## Page
________________
La Réserve fédérale (Fed) devrait bientôt apprendre ce que les gymnastes savent déjà : il est toujours difficile d’atterrir en douceur. L’inflation ayant atteint son plus haut niveau depuis 40 ans et continuant à s’accélérer, la banque centrale américaine a décidé le 4 mai, comme anticipé, de relever d’un demi-point de pourcentage son principal taux directeur, soit la plus forte hausse depuis 2000. Le Comité de politique monétaire (FOMC) a par ailleurs annoncé que « d’autres hausses seront justifiées ».
Le président de la Fed, Jerome Powell a estimé qu’il y avait de « bonnes chances » de parvenir à un « atterrissage en douceur » de l’économie américaine. Selon lui, ce relèvement des taux ne devrait pas conduire à une récession ou à une aggravation du chômage si « les conditions économiques et financières évoluent de manière cohérente » avec les attentes de la banque centrale.
Il s’agit là de la deuxième des sept hausses de taux prévues en 2022 – après une augmentation d’un quart de point en mars. La Fed tente ainsi de refroidir la demande des consommateurs et de ralentir la hausse des prix. La banque centrale américaine et les prévisionnistes tablent aujourd’hui sur une inflation qui retombera en dessous de 3 % et sur un taux de chômage qui restera inférieur à 4 % en 2023.
Nos recherches récentes suggèrent toutefois que cet « atterrissage en douceur » reste hautement improbable et qu’il existe bel et bien une forte probabilité de récession dans un avenir proche.
En effet, une inflation élevée et un faible taux de chômage constituent deux puissants prédicteurs de futures récessions. Depuis les années 1950, chaque fois que l’inflation a dépassé 4 % et que le taux de chômage a été inférieur à 5 %, l’économie américaine a connu une récession dans les deux ans.
________________
Enregistrements contenus dans un jeu de données:
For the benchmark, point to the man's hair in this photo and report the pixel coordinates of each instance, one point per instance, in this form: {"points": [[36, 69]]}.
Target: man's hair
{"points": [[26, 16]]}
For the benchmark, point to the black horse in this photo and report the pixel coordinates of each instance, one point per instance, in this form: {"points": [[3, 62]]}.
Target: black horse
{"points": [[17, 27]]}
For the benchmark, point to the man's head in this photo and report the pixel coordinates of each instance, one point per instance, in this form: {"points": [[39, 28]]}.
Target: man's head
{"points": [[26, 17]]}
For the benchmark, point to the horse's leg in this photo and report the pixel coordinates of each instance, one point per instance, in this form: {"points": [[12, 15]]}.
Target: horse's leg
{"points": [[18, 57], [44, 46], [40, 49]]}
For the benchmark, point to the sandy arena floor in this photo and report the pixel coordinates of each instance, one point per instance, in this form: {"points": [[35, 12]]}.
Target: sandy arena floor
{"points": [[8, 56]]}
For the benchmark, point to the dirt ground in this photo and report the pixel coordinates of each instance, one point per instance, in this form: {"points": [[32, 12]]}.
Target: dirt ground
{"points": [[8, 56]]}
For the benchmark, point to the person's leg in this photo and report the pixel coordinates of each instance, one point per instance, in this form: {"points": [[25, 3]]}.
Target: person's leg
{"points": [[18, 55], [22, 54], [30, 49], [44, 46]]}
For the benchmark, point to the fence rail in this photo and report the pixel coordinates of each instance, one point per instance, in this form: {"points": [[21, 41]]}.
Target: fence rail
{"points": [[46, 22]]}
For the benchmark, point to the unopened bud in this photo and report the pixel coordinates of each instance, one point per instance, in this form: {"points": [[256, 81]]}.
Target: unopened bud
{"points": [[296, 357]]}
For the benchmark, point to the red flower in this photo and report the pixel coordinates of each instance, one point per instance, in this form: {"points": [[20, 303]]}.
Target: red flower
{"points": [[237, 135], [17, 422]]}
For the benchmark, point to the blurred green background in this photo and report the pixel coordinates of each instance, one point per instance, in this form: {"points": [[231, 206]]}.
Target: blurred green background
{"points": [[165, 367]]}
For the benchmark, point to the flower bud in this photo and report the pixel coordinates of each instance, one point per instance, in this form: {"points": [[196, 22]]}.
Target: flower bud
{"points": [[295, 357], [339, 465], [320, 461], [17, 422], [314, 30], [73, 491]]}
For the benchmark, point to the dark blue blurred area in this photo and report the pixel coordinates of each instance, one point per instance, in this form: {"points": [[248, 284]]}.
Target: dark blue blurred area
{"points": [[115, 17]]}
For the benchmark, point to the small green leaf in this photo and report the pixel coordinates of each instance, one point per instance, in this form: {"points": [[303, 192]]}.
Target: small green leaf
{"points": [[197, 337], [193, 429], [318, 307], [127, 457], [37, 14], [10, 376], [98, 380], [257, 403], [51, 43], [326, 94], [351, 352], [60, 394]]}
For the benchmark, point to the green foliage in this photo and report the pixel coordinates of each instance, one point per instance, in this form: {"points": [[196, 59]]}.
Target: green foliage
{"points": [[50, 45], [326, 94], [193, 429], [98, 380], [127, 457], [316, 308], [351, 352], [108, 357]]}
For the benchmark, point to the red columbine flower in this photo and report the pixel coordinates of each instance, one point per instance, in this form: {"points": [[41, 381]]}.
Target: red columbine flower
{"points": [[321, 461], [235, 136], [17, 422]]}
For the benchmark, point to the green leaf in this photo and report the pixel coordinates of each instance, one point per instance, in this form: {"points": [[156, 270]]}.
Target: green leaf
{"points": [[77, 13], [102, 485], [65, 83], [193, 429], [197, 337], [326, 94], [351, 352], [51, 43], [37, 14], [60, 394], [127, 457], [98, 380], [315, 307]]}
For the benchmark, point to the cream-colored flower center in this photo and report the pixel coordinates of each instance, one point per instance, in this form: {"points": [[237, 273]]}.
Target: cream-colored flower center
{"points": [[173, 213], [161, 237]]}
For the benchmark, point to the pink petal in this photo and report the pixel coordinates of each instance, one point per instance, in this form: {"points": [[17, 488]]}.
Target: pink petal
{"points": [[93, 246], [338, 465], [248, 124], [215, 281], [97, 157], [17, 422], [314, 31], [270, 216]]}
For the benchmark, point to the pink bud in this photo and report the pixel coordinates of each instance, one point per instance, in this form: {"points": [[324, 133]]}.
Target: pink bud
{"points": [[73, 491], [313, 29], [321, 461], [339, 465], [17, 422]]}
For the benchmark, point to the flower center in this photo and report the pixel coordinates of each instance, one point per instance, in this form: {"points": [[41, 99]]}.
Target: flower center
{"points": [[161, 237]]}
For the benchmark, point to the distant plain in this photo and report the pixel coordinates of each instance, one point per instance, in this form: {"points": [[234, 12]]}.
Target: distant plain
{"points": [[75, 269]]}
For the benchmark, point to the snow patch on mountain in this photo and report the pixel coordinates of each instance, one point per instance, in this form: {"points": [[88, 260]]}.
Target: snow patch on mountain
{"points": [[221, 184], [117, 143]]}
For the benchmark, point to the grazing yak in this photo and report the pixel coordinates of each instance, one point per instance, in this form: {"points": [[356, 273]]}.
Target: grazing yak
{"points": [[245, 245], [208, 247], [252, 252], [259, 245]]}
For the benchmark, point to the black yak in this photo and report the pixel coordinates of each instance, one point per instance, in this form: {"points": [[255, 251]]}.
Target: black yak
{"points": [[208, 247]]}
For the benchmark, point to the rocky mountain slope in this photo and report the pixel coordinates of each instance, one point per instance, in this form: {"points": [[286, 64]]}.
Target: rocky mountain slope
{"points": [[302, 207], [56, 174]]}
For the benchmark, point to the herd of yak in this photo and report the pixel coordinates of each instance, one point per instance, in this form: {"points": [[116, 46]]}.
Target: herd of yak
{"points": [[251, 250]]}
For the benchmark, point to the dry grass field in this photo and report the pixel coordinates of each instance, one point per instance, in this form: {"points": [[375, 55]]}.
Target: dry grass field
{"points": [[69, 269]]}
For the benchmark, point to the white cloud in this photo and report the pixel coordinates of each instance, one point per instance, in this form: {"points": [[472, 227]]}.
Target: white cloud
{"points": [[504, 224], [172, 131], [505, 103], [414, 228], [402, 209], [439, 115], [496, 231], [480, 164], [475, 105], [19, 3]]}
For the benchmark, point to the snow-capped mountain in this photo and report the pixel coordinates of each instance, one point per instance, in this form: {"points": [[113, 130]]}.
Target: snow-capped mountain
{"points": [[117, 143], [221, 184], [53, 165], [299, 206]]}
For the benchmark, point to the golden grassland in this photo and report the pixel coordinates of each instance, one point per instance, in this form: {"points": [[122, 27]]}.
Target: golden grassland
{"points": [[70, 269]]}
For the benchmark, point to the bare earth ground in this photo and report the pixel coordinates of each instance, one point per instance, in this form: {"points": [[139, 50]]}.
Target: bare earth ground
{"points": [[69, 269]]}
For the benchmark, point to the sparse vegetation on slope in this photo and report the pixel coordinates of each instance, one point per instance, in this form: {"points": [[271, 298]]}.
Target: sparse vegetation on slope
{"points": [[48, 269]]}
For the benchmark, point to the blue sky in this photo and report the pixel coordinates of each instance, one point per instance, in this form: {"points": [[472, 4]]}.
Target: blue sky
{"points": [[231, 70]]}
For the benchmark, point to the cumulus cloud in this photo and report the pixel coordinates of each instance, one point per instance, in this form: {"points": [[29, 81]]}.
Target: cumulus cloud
________________
## Consigne
Pouvez-vous recopier à l'identique le passage du texte sur la Réserve fédérale qui va de « Il s’agit là » jusqu'à « un avenir proche. » inclus ?

## Réponse attendue
Il s’agit là de la deuxième des sept hausses de taux prévues en 2022 – après une augmentation d’un quart de point en mars. La Fed tente ainsi de refroidir la demande des consommateurs et de ralentir la hausse des prix. La banque centrale américaine et les prévisionnistes tablent aujourd’hui sur une inflation qui retombera en dessous de 3 % et sur un taux de chômage qui restera inférieur à 4 % en 2023.
Nos recherches récentes suggèrent toutefois que cet « atterrissage en douceur » reste hautement improbable et qu’il existe bel et bien une forte probabilité de récession dans un avenir proche.